→ **Tâche A**: Transcrivez fidèlement le passage de l'article sur le débat de Casablanca qui s'ouvre sur les mots « Vue-ensembleLe sort d’un » et se clôt sur « de journalistes marocains. ».
→ **Tâche B**:
Répondez brièvement aux questions suivantes à partir de l'article sur le débat de Casablanca.
(i) À quelle date le débat a-t-il eu lieu ?
(ii) Combien de temps les candidats ont-ils fait valoir leurs arguments ?
(iii) Quels « alliés » des socialistes sont venus en aide au candidat du PS ?
→ **Tâche C**: Prolongez l'article sur le débat de Casablanca en reprenant le récit après sa dernière phrase.

→ **Texte à lire**:
★ ★ ★
Débat entre candidats au pied de la médina de Casablanca

Écrit par  Julien PEYRON

 

Vue-ensembleLe sort d’un député de la prochaine législature se jouait mercredi 30 mai à plus de 2000 kilomètres de l’Assemblée nationale, dans la capitale économique du Maroc, Casablanca. Les principaux candidats de la 9e circonscription des Français de l’étranger s’y étaient donné rendez-vous à l’occasion de l’unique débat de leur campagne. Dans le cadre feutré d’un restaurant chic, niché sur les remparts de l’ancienne medina, ils ont fait valoir leurs arguments pendant plus de deux heures, devant une centaine de personnes et une dizaine de journalistes marocains.

N’étaient le chant du muezzin de la mosquée voisine et l’odeur sucrée du thé à la menthe, on se serait cru en France : le candidat du PS a attaqué le représentant de l’UMP, qui le lui a bien rendu, aidé de temps à autres par les "alliés" des socialistes, le Front de Gauche et Europe Ecologie-Les Verts (EELV). Les représentants du centre sont eux restés plus réservés, au risque de faire somnoler par moment les spectateurs, avachis dans les larges coussins mis à leur disposition par les organisateurs.
★ ★ ★
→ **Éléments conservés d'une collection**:
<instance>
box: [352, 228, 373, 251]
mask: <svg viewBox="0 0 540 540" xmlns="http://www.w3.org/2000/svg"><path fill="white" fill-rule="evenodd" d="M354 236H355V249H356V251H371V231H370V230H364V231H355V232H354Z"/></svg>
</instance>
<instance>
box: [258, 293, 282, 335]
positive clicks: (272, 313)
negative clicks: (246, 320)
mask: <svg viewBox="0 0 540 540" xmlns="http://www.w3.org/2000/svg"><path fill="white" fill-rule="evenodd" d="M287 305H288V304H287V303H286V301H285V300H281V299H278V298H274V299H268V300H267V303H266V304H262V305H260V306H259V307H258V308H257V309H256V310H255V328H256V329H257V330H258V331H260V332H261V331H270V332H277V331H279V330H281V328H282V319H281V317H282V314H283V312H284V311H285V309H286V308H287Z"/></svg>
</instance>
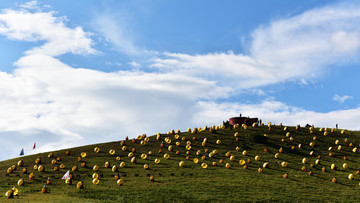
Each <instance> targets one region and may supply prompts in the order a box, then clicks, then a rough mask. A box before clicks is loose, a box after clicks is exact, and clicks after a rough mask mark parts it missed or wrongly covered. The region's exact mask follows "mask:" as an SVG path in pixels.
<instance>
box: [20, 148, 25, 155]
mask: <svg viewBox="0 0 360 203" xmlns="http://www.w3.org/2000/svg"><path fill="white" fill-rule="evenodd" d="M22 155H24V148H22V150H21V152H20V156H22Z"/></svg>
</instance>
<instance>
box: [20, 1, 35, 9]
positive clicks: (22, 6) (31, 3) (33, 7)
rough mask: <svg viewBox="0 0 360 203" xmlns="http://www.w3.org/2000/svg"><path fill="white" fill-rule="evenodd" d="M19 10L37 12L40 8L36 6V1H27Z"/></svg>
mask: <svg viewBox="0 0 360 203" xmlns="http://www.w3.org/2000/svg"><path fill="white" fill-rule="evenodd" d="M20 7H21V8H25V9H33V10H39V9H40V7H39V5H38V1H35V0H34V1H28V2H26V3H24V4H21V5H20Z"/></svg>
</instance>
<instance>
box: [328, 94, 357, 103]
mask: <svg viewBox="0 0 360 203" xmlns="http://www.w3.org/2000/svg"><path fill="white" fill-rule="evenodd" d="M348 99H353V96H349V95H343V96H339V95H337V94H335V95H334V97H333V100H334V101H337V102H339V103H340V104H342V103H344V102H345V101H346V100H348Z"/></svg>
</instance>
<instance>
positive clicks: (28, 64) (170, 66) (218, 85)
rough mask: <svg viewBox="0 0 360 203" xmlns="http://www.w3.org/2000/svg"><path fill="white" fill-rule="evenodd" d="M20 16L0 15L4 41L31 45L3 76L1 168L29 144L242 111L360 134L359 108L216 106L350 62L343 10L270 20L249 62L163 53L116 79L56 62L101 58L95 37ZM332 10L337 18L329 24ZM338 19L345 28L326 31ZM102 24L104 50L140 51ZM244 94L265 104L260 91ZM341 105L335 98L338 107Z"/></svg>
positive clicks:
★ ★ ★
→ **Votre réponse A**:
Vue-ensembleLe sort d’un député de la prochaine législature se jouait mercredi 30 mai à plus de 2000 kilomètres de l’Assemblée nationale, dans la capitale économique du Maroc, Casablanca. Les principaux candidats de la 9e circonscription des Français de l’étranger s’y étaient donné rendez-vous à l’occasion de l’unique débat de leur campagne. Dans le cadre feutré d’un restaurant chic, niché sur les remparts de l’ancienne medina, ils ont fait valoir leurs arguments pendant plus de deux heures, devant une centaine de personnes et une dizaine de journalistes marocains.

→ **Votre réponse B**:
(i) Le mercredi 30 mai.
(ii) Plus de deux heures.
(iii) Le Front de Gauche et Europe Ecologie-Les Verts (EELV).

→ **Votre réponse C**:
Une absence remarquée

Sur les 14 prétendants en lice dans la circonscription, huit avaient accepté de débattre. Ou plutôt sept, la candidate de l’UMP, Khadija Doukali, ayant prétexté un voyage en Côte d’Ivoire pour se faire remplacer au pied levé par le délégué national UMP du Maroc, Jean-Luc Martinet. « Par souci d’économie, elle avait acheté son billet très en avance pour ce déplacement à Abidjan » s’est-il excusé, sans parvenir à convaincre une large partie de l’auditoire visiblement acquise à la cause du candidat socialiste Pouria Amirshahi.

Le Maroc passait pourtant pour être l’un des rares bastions de la droite dans cette 9e circonscription de l’étranger. Mais le royaume chérifien penche lui aussi désormais à gauche, M. Martinet reconnaissant même que "jamais l’UMP n’avait été aussi bas dans le pays" [44,87% pour Nicolas Sarkozy au second tour de la présidentielle, ndlr], avant d’avancer un début d’explication. "Le positionnement de la campagne voulu à Paris n’a pas été favorable au dialogue avec les Français vivant au sud de la Méditerranée."

 

Aicha-GUENDOUZE-Radicaux-de-GaucheFrançois Hollande "à la mode" à Casablanca

Si Nicolas Sarkozy n’a plus la cote auprès des Français du Maroc, il n’en est pas de même pour son ancien rival, dont la victoire a été saluée par plusieurs candidats lors de leurs prises de parole. "Je vois que François Hollande est à la mode" s’est félicité Pouria Amirshahi, qui n’a eu de cesse au cours de sa campagne de demander aux électeurs "de donner au nouveau président de la République la majorité dont il a besoin pour mettre en oeuvre le changement".

Un appel au vote utile d’autant plus important pour le PS que le reste de la gauche n’est toujours pas en phase avec lui sur de nombreux sujets. En matière d’éducation, le programme du Parti socialiste prévoit de mettre en place un système de bourses pour les enfants des Français de l’étranger, tandis que les candidats d’EELV et du Front de gauche ont répété lors du débat qu’ils ne transigeraient pas sur la gratuité totale des frais de scolarisation, une position également défendue par l’UMP.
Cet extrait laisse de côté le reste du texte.